>>>

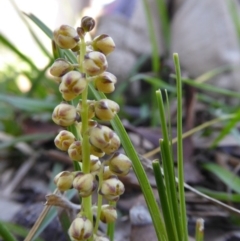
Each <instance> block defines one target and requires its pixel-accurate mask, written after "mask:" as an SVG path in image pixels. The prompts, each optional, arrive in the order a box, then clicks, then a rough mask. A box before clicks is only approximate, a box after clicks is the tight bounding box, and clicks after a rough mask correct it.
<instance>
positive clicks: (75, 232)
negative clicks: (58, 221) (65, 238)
mask: <svg viewBox="0 0 240 241" xmlns="http://www.w3.org/2000/svg"><path fill="white" fill-rule="evenodd" d="M68 234H69V237H70V238H71V240H74V241H83V240H87V239H88V238H90V237H91V236H92V234H93V225H92V222H91V221H90V220H89V219H87V218H86V217H83V216H82V217H77V218H75V219H74V220H73V222H72V224H71V225H70V227H69V230H68Z"/></svg>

<<<

Give the listing above as a Markdown table with the columns "Line No." and "Line Text," one row per line, and skip blank lines. Leave the picture out.

| Line No. | Line Text |
|---|---|
| 1 | Each <instance> block defines one target and requires its pixel-accurate mask, written after "mask:" as an SVG path in image pixels. The prompts, each optional, arrive in the order a box, then clicks, then a rough mask. A box before clicks is only approximate, a box after clicks is the tight bounding box, and clicks after a rough mask correct it. |
| 2 | <instance> |
| 3 | positive clicks: (75, 232) |
| 4 | negative clicks: (58, 221) (65, 238) |
| 5 | mask: <svg viewBox="0 0 240 241" xmlns="http://www.w3.org/2000/svg"><path fill="white" fill-rule="evenodd" d="M68 234H69V237H70V238H71V240H74V241H83V240H87V239H88V238H90V237H91V236H92V234H93V225H92V222H91V221H90V220H89V219H87V218H86V217H83V216H82V217H77V218H75V219H74V220H73V222H72V224H71V225H70V227H69V230H68Z"/></svg> |